● Description of the task
Scan the data below and state how many of its lines contain the word "music", giving only the figure.

(Point-per-instance localization data)
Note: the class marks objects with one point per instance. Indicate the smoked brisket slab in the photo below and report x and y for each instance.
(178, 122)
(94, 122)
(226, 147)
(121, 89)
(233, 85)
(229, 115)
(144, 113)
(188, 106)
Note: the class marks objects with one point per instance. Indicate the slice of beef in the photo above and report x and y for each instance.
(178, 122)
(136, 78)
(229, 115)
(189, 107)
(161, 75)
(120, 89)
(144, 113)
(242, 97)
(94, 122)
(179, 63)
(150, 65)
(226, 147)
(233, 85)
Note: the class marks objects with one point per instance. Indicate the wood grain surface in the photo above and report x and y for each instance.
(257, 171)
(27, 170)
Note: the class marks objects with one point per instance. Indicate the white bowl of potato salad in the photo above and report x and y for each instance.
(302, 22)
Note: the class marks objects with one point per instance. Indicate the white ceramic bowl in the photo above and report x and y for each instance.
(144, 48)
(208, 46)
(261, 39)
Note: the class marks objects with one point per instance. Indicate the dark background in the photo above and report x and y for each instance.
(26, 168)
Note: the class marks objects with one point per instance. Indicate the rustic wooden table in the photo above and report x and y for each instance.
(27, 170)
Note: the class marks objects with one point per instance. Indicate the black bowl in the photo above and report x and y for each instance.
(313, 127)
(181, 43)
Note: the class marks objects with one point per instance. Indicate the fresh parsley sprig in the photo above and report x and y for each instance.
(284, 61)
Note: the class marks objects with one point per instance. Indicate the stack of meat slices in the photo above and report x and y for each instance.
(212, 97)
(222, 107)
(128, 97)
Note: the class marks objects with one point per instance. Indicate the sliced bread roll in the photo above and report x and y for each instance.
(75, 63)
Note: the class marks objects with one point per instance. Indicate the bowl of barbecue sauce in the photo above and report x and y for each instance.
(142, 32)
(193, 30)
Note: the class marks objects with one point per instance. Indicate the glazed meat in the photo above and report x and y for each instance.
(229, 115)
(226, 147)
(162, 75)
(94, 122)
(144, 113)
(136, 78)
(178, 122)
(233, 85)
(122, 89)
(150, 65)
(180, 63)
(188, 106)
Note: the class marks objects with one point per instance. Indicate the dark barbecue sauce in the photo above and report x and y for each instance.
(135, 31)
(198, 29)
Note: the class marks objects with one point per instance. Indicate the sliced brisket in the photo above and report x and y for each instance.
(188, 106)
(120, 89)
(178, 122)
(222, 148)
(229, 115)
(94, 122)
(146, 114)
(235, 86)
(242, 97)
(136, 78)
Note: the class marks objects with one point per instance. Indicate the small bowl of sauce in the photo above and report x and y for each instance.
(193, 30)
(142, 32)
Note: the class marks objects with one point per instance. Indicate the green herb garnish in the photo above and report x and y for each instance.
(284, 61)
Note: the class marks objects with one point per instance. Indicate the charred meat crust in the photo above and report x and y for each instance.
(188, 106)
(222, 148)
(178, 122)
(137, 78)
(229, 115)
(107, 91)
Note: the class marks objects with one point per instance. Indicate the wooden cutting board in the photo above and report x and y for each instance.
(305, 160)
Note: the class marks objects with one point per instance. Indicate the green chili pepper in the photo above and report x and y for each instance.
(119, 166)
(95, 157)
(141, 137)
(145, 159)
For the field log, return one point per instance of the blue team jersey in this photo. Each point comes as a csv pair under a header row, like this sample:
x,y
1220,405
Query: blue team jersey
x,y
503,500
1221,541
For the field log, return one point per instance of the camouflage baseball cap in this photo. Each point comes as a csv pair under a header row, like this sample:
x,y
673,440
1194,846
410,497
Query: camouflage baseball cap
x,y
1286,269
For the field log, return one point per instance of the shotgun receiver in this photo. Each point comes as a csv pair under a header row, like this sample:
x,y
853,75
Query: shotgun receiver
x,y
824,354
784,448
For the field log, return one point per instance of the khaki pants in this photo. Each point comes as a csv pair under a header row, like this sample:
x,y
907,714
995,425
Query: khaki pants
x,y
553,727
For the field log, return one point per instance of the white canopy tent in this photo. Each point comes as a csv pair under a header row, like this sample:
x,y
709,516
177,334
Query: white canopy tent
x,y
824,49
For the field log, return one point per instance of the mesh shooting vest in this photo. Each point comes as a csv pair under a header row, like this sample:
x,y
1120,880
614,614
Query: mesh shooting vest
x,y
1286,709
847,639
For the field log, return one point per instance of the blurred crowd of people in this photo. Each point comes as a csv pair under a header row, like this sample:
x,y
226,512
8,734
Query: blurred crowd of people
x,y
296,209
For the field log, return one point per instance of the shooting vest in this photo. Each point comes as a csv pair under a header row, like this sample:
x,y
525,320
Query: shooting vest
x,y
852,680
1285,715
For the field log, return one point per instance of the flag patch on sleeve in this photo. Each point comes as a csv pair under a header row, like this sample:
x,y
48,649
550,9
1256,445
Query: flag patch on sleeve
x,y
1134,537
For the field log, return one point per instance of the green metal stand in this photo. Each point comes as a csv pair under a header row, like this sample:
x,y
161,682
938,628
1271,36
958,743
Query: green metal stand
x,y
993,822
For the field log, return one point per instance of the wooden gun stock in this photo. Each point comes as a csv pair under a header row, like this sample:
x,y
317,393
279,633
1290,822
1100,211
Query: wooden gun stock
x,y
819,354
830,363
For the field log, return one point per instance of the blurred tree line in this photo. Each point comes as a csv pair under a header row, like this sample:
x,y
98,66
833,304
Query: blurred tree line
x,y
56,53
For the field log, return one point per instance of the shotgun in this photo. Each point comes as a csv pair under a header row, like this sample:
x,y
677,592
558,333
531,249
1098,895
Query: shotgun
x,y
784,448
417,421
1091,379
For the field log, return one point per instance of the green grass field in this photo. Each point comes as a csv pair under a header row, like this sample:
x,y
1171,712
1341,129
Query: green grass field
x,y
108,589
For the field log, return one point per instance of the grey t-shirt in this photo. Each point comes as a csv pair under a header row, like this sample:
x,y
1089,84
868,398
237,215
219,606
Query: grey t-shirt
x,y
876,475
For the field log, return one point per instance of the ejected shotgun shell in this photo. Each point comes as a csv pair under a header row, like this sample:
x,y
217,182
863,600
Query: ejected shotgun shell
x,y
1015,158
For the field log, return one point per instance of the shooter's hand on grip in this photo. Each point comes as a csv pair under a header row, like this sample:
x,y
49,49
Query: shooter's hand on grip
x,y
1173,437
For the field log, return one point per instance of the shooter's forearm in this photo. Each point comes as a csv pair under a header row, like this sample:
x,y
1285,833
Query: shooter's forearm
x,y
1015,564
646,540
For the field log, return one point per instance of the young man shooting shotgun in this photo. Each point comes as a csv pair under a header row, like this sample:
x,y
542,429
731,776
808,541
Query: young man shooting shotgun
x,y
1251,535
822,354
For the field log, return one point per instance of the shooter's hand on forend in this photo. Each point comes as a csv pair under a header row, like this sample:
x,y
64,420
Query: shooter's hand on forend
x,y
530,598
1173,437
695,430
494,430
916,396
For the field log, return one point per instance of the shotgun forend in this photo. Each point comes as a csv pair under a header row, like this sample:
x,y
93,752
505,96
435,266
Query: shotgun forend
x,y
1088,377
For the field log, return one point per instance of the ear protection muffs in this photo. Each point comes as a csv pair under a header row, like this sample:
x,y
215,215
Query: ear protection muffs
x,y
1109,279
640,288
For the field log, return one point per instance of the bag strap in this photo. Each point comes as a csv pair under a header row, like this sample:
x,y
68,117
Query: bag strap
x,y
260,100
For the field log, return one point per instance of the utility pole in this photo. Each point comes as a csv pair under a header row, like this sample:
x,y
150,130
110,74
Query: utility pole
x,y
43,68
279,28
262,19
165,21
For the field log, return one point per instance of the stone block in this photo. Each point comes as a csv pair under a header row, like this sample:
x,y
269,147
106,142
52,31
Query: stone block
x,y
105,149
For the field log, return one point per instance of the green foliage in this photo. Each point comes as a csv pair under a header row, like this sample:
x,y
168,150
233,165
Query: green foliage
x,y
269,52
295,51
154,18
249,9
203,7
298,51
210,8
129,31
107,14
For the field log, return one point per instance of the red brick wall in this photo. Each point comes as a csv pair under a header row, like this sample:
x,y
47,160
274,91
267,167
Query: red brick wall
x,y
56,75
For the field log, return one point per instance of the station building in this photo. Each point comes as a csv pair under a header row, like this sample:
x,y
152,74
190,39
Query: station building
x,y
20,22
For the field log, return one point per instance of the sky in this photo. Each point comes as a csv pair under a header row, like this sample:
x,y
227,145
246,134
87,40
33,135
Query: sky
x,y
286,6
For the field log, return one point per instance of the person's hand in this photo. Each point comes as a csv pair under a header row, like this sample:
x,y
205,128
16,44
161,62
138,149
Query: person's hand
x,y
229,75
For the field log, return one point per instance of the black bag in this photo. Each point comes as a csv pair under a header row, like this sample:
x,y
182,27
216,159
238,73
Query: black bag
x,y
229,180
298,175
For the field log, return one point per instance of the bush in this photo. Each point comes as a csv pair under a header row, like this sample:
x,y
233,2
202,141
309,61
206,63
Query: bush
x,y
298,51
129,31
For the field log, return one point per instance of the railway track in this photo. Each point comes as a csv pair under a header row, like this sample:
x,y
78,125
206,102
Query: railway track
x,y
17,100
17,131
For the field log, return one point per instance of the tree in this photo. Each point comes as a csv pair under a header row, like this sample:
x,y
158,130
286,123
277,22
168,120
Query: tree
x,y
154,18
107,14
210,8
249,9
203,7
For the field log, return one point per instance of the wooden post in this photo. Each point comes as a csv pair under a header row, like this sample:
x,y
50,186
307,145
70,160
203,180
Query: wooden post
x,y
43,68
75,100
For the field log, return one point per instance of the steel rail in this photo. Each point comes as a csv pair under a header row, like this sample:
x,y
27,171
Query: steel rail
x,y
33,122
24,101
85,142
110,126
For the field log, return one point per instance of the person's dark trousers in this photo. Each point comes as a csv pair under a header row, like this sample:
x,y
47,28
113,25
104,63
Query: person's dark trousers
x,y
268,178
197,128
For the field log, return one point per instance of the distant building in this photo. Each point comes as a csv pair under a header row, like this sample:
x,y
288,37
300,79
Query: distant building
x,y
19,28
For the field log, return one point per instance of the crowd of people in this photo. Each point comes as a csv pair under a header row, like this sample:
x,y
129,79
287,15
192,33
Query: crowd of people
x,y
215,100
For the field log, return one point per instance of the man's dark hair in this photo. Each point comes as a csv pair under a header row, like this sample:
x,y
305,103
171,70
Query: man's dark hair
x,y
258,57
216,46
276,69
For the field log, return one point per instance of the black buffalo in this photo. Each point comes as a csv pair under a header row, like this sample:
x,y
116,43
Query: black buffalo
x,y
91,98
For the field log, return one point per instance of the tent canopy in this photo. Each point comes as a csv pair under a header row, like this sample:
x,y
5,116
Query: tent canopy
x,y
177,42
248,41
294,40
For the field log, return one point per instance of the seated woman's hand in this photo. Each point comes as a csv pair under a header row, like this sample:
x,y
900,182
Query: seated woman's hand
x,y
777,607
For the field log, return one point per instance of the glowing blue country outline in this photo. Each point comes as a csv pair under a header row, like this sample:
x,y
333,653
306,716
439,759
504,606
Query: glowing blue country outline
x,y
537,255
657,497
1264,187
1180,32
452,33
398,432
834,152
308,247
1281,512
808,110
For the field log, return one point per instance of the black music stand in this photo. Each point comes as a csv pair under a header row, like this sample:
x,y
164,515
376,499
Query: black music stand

● Response
2